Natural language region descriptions
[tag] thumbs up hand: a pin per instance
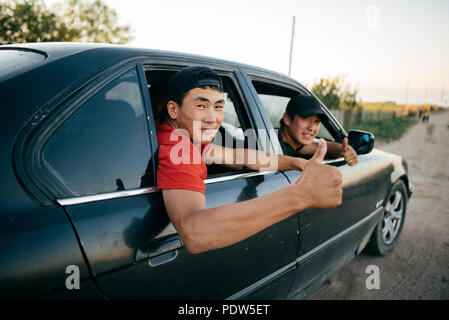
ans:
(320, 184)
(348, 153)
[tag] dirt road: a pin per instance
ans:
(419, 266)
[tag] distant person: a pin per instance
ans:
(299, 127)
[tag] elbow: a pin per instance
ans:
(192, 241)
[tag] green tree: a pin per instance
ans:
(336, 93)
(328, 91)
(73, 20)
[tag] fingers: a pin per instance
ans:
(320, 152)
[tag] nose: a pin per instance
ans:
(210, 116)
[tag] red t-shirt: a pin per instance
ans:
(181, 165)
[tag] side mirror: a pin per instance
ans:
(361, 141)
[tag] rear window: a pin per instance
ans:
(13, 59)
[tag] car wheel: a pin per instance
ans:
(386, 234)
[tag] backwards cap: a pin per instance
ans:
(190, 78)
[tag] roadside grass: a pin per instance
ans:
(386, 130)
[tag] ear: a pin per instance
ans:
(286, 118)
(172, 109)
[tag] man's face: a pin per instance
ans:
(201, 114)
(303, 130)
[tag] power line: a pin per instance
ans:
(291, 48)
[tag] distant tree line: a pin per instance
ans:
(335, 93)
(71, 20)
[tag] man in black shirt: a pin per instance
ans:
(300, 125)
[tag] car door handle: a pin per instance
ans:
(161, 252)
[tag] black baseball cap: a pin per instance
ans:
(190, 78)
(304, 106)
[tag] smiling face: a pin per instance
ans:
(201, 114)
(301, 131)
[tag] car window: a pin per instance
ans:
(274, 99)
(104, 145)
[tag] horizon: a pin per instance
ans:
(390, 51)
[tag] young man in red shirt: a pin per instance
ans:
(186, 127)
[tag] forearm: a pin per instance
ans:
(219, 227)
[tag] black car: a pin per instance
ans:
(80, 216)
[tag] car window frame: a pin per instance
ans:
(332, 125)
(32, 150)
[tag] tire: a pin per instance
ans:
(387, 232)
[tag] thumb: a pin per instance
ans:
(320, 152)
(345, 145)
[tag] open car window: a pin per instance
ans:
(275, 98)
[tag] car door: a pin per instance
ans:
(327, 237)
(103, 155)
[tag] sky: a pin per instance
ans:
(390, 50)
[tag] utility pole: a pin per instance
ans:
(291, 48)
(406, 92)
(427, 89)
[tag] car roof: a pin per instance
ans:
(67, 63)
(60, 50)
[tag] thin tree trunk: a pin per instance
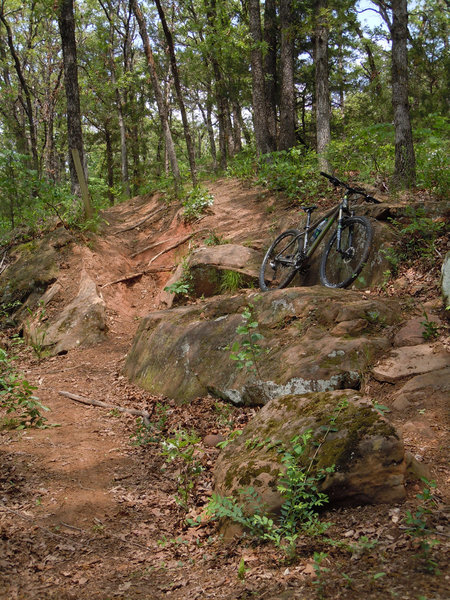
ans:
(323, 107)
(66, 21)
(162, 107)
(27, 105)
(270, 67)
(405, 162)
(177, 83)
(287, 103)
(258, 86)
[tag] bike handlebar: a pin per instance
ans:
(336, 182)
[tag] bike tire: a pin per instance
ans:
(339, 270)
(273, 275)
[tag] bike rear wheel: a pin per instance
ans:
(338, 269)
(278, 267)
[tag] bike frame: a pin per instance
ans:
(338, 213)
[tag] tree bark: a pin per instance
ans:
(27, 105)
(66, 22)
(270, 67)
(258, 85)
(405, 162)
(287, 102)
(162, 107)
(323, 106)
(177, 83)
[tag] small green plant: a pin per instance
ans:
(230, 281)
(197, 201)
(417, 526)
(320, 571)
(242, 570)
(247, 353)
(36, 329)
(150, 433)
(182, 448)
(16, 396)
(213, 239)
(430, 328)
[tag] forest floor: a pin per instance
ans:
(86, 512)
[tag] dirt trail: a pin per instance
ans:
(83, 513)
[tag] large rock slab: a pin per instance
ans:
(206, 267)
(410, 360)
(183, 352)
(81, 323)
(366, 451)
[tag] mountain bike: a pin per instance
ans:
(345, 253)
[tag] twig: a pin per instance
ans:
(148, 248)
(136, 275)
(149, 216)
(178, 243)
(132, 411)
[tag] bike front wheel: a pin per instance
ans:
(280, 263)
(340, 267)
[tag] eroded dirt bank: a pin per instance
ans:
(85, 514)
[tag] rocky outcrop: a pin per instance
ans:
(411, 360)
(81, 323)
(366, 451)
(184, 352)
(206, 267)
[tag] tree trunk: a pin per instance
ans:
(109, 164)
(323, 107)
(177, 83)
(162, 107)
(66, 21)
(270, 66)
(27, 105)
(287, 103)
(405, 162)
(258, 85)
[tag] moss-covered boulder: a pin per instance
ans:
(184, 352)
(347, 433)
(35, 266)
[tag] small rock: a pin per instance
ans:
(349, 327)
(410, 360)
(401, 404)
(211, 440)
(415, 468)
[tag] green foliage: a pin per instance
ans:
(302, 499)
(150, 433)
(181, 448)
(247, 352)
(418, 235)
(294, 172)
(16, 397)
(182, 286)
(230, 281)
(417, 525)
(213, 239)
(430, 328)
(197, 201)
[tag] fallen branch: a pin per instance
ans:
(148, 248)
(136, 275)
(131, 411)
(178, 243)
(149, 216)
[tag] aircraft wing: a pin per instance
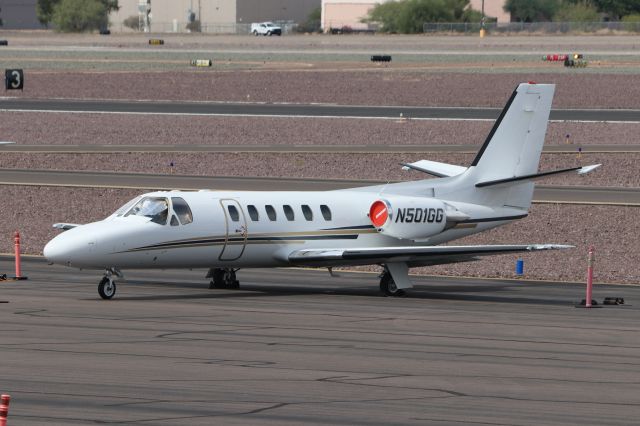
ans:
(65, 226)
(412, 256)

What you are asked to do - An exact copy of the lines above between the line holding "[tag] large rock slab: a pin per instance" and the line holding "[tag] rocky outcrop: a pin per instance", inclusive, is the whole answer.

Worked solution -
[tag] large rock slab: a pin per instance
ans:
(206, 267)
(410, 360)
(183, 352)
(81, 323)
(366, 451)
[tag] mountain bike: a pin per instance
ans:
(345, 253)
[tag] twig: a pin per instance
ans:
(148, 248)
(136, 275)
(149, 216)
(178, 243)
(132, 411)
[tag] bike front wheel: a pin per instance
ans:
(280, 263)
(340, 267)
[tag] eroded dirt bank: a pin per instance
ans:
(85, 514)
[tag] rocky outcrop: a pin per instance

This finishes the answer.